*** Begin section ***

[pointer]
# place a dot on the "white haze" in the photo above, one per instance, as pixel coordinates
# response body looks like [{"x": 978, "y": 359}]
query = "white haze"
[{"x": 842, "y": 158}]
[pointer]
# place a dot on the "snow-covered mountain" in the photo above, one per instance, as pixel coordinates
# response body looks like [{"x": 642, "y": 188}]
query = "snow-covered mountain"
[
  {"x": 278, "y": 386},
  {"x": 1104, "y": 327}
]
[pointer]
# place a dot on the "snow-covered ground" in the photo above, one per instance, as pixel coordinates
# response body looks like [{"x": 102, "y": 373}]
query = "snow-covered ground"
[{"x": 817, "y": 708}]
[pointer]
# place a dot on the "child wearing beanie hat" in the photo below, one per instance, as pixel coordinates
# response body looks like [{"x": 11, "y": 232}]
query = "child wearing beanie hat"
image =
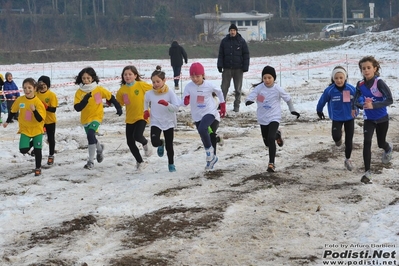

*** End section ***

Copy out every line of the data above, taking care to leave the pictures out.

ANSWER SPACE
[pointer]
# place a dot on the "white haze" in the photo above, one per instance, as pixel coordinates
# response body looks like [{"x": 978, "y": 359}]
query = "white haze"
[{"x": 842, "y": 158}]
[pointer]
# place a dot on the "snow-covered mountain" in the photo above, one per instance, as pixel coordinates
# response body looks like [{"x": 642, "y": 188}]
query = "snow-covered mountain"
[
  {"x": 278, "y": 386},
  {"x": 1104, "y": 327}
]
[pointer]
# place a dot on the "snow-covered ground" in the photo above, one per instance, as pixel coordinates
# response body looks like [{"x": 102, "y": 373}]
query = "snow-covered ground"
[{"x": 817, "y": 708}]
[pointer]
# place a dot on the "child wearing beanie hat" in the photo below, one per instance, as pixel coordinates
# response body looks like [{"x": 11, "y": 232}]
query = "child wearing beanie hat"
image =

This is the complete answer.